## EXERCISE PROMPT
Leaving out only the pictures, write out all the entries exactly.

## GIVEN INFORMATION
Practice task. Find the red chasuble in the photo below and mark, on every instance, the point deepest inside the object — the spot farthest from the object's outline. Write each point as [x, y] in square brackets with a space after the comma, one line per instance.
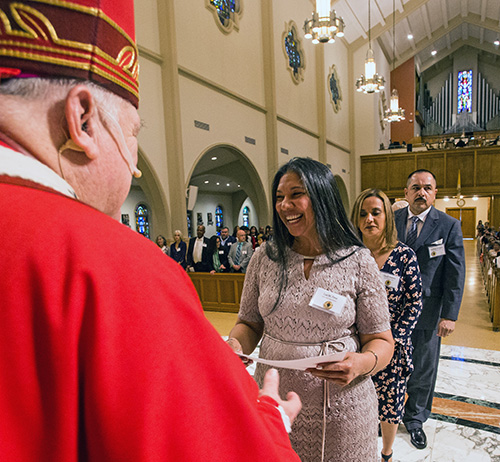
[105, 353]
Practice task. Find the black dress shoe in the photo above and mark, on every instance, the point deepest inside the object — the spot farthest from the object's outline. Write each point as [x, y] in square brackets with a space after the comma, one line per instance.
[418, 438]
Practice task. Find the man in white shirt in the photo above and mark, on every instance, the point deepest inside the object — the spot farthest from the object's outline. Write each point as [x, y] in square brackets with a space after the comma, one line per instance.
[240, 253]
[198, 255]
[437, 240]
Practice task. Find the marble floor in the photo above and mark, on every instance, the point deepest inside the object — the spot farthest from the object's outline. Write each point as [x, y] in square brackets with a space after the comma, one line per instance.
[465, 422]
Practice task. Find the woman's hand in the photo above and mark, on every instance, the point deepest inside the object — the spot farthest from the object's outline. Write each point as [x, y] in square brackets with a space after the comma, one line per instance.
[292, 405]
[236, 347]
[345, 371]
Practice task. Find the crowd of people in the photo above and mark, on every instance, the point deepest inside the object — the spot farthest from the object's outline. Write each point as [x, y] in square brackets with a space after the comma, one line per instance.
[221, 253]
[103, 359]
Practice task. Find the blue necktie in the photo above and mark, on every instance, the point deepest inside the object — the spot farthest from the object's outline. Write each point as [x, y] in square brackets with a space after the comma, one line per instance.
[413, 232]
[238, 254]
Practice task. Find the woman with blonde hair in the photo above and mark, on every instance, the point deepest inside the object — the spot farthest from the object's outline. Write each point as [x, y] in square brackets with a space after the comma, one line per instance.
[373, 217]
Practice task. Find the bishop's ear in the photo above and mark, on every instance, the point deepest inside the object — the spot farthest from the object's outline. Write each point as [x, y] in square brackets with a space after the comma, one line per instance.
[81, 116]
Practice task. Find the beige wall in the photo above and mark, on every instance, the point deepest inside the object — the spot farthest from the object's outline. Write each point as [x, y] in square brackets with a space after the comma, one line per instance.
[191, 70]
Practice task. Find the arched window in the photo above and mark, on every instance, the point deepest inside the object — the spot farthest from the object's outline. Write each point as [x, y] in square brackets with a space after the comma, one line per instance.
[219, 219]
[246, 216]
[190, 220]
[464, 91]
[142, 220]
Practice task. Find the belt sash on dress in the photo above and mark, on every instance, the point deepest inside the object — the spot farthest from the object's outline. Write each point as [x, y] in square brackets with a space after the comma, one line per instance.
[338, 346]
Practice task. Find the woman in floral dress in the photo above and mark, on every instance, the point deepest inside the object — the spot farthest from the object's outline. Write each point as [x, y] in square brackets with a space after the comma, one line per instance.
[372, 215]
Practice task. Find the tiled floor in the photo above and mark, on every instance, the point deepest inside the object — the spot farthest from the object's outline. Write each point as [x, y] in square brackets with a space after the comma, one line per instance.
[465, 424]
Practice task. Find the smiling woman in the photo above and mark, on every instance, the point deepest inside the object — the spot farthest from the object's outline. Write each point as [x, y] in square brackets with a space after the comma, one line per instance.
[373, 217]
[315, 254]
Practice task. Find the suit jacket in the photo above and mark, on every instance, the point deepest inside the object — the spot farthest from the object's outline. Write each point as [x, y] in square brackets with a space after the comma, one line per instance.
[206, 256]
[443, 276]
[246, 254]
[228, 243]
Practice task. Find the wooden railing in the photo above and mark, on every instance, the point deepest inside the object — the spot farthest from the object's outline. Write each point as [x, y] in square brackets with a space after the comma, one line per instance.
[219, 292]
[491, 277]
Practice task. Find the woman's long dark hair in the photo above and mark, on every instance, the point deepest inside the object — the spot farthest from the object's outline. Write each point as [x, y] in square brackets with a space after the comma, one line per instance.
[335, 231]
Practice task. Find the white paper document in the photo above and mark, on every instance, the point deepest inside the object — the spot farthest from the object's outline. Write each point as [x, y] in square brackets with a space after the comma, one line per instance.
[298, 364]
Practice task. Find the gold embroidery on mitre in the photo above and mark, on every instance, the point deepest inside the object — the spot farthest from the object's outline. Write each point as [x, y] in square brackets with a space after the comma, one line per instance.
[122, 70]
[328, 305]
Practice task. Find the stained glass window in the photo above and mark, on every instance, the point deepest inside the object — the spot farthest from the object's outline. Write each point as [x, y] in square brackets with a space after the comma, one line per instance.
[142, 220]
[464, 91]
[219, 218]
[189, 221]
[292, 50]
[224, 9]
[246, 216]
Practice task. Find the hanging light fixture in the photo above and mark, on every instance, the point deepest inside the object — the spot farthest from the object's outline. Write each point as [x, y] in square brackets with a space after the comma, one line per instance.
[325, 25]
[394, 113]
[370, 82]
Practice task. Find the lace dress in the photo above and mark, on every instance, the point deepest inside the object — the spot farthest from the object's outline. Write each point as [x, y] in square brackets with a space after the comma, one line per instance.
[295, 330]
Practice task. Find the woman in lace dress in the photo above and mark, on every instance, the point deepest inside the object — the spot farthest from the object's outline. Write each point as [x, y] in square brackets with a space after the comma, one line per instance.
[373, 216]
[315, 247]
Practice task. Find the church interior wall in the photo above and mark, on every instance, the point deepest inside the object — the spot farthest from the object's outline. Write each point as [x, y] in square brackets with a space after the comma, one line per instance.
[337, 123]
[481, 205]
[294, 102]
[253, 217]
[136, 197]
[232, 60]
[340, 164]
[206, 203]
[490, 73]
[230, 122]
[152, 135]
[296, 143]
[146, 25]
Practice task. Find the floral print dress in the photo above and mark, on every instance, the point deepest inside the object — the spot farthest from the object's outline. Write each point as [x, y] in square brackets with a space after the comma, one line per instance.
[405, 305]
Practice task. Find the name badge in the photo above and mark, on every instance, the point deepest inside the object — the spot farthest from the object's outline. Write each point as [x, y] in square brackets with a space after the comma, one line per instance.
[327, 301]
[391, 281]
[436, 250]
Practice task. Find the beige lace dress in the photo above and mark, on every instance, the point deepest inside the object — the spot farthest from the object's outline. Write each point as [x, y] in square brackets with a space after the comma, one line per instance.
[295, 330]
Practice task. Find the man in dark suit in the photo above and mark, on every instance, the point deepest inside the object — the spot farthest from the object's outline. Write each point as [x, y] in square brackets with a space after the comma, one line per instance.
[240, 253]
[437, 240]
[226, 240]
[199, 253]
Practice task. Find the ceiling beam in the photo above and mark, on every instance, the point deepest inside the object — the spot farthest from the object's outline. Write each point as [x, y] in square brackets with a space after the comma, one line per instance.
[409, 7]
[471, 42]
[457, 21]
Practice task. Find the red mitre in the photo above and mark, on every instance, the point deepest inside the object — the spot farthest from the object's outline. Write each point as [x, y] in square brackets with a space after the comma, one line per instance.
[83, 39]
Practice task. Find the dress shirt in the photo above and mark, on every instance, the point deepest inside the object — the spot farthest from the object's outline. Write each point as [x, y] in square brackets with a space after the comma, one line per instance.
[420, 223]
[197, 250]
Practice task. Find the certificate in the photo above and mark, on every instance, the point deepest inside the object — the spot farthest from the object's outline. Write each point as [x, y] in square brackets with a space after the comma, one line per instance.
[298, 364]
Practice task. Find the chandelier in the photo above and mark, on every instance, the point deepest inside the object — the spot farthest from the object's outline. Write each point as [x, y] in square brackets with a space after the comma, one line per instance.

## WRITTEN SOLUTION
Practice task. Find the red chasuble in the photo below and mark, on every instance, the point deepest inside the object — the spot farthest from the object's outline. Write each point as [x, y] in square brackets with a space after the comma, one line per instance.
[105, 353]
Practice task. Find the black dress shoe in the photo above and mark, on every instance, the point deepest inside the object — the spot farthest from the object's outline. Write each point as [x, y] in square brackets with a space after the comma, one line per instance.
[418, 438]
Practice task. Find the man in white shirt in the photo above and mark, on every instance, the point deepest inside the object — the spot farthest from the object's outline. Write each point as [x, y] in square brackets with a space after the comma, one line per instance.
[240, 253]
[198, 255]
[437, 240]
Practice task. Find the marble floor in the photo above and mark, on every instance, the point deepest inside the object — the spot farthest from the object's outline. Write each point as [x, y] in square brackets with a space after the comma, one line per instance.
[465, 422]
Practice task. Find the woman's hand in the photo above and mark, on every instance, the point deepest inside the object — the spot farthest from the object's outline. Write each point as [x, y] in square brackets with a space after the comma, one line per instance.
[292, 405]
[236, 347]
[345, 371]
Practice task. Find the crowd of people in the photo above and mark, on every instance, the point deepest inside the object — the spot farthest from the object's outline. Write each point as [x, y] in square brackets with a space after the comma, one line per instance.
[221, 253]
[103, 359]
Practice task. Find the blue necktie in the photo above and mark, on every instance, the point deepest inside the object — the spot farthest from the object's outline. Write each point as [x, y] in square brackets with a space after the comma, one line per instance.
[413, 232]
[238, 254]
Practice task. Find the woman with blonde hair in the photo above and mark, on every instance, the point deepest inside the object — the spot farthest from the object's outline. Write each point as [x, y] in square brackets with a space after the comma, one line per instance.
[373, 217]
Practice task. Find the bishop's ear in the photo above and mark, on every instance, the point deepest inside the object — the spot farthest from the object's outline. Write each point as [x, y] in square brackets with a space after the comma, one line per instance.
[81, 116]
Practice task. Find the beige wall in the photo above and mark, on every instance, the point deepest inside the object — the spot farthest from the object's outline. Write each point as [x, y] in square brackets with a space after the comma, one line per instance.
[191, 70]
Practice task. Find the arched window in the photo above and mark, on every instance, the point deepest inside the object — the spot farthest from the object's outline. Write each point as [x, y] in square brackets with a space after the comma, one line per instance.
[219, 219]
[246, 216]
[190, 220]
[464, 91]
[142, 220]
Practice task. Find the belt sash on dress in the photo above and mark, on every instance, the point deepest inside the object — the spot farthest from the object's outline. Write each point as [x, y] in square brackets with a space after the comma, one line per instance.
[338, 346]
Practice task. Find the woman in floral dress in the photo above and mark, on every instance, the point deepest inside the object — the spot farthest from the object's outline. Write each point as [x, y] in square brackets with a space after the comma, one line per instance.
[372, 215]
Practice task. Find the tiled floor in the photo above and mark, on every instance, the point deepest inside the object — the spot farthest from the object's outline. Write each point as [x, y] in square brackets with a space after the comma, one line per instance.
[465, 424]
Practice task. Find the smiling woman in the photo above and mark, on every instance, the point deepest inside the object — the spot farthest from the object's outline. Write each point as [x, y] in square brackets with a space after the comma, one line per instance.
[373, 217]
[315, 254]
Practice task. Find the suit jacket in the photo above and mark, on every instance, the point deepest inside the object — the spot farthest from the object's outline. Write each point as [x, y] in square brackets with a space after the comma, one line per instance.
[206, 256]
[443, 276]
[246, 254]
[228, 243]
Practice task. Find the wooden railing in the photo above and mark, on every instance, the point deepest inside the object — the spot farthest from the object's outline. Write each point as [x, y] in square brackets with a space after the comma, one line per instance.
[219, 292]
[491, 277]
Practice task. Find the woman's long dark hair in the photo above and mark, on every instance, the point deepest inside the object — the spot farthest from the object's outline. Write each point as [x, y] in square brackets with a space after the comma, one line per instance.
[335, 231]
Practice task. Find the white paper document in the photo above and mark, on every instance, the point deepest inside the object — the spot farthest from the object's outline. Write each point as [x, y] in square brackets with a space after the comma, one line per instance.
[298, 364]
Practice task. Find the gold embroidery on mitre in the photo above and mark, on every instance, the point deepest inside the object — the spot farthest from the object's outline. Write each point as [x, y] in square brackets with a space after the comma, one line per instance.
[122, 70]
[328, 305]
Practice task. Find the stained glass window in the photo above and mark, on every instance, the point deepest inside the object — the spot farthest from the object's outline. Write each point as [x, y] in square brackets with a space after the comma, one line per instance.
[142, 220]
[464, 91]
[219, 218]
[189, 221]
[292, 50]
[224, 9]
[246, 216]
Practice task. Find the hanging light fixture in the photo above and mark, on every instance, the point deepest inside the object — the spot farthest from the object's outline. Write each point as [x, y] in square brackets with a space after the comma, one line per instance.
[325, 25]
[394, 113]
[370, 82]
Practice task. Find the lace dress in the photo above and mark, on every instance, the point deepest inside the object — the spot farthest from the object's outline. Write each point as [x, y] in square brackets with a space after the comma, one line per instance.
[295, 330]
Practice task. Find the woman in lace dress in the photo above and mark, on every instance, the point deepest inside the object — the spot farthest from the object's outline. Write each point as [x, y] in square brackets with a space after the comma, one line per instance.
[373, 216]
[315, 247]
Practice task. Find the church interior wall in the photo above and mark, on every instance, the point deepest inside the object — the spot farthest from the object's outline. Write each point as [x, y] in square brackets with a space after the comma, one line per instance.
[337, 123]
[481, 205]
[294, 102]
[253, 217]
[136, 197]
[232, 60]
[340, 164]
[206, 203]
[490, 73]
[230, 122]
[152, 135]
[296, 143]
[146, 25]
Practice task. Find the floral print dress in the photo above and mark, on every instance, the point deepest inside the object — the spot farthest from the object's outline. Write each point as [x, y] in square brackets with a space after the comma, one line per instance.
[405, 305]
Practice task. Find the name badge in the photo above and mark, on every instance, the point deepest inside the object — the spot farthest from the object's outline. Write each point as [x, y] in square brackets with a space after the comma, one line per instance.
[327, 301]
[391, 281]
[436, 250]
Practice task. Find the beige lace dress in the photo above and mark, on every instance, the point deepest inside the object — the spot farthest from the object's outline. Write each point as [x, y] in square brackets with a space after the comma, one line per instance.
[295, 330]
Practice task. Find the man in dark suit in the photo above and mark, on every instance, the point deepest inside the object — the spot farthest from the object's outline. Write each point as [x, y] in square brackets with a space after the comma, one line per instance.
[240, 253]
[437, 240]
[226, 240]
[199, 253]
Practice task. Find the ceiling beam in the photo above and mark, on every instance, the point deepest inside the object — the spot farthest from the object's outline. Write each point as [x, y] in square brackets with a space after the comma, one line per instance.
[409, 7]
[471, 42]
[457, 21]
Practice task. Find the red mitre in the photo above and mark, on every instance, the point deepest inside the object — the spot farthest from the object's outline. Write each point as [x, y] in square brackets with a space after the comma, one line per instance.
[83, 39]
Practice task. Find the dress shirt in the photo above and mark, on every instance, the point deepest inside the object — the spot farthest from the object's outline. Write each point as [x, y] in square brackets with a space after the comma, one line per instance.
[420, 223]
[197, 250]
Practice task. Find the certificate in the photo above and mark, on every instance, the point deepest inside the object — the spot farthest from the object's outline. Write each point as [x, y] in square brackets with a space after the comma, one line per instance.
[298, 364]
Practice task. Find the chandelier in the photo above and mark, on every instance, the point deepest inside the object — the spot farthest from the object's outline. Write each point as [x, y] in square brackets with a space after the comma, one line per instance.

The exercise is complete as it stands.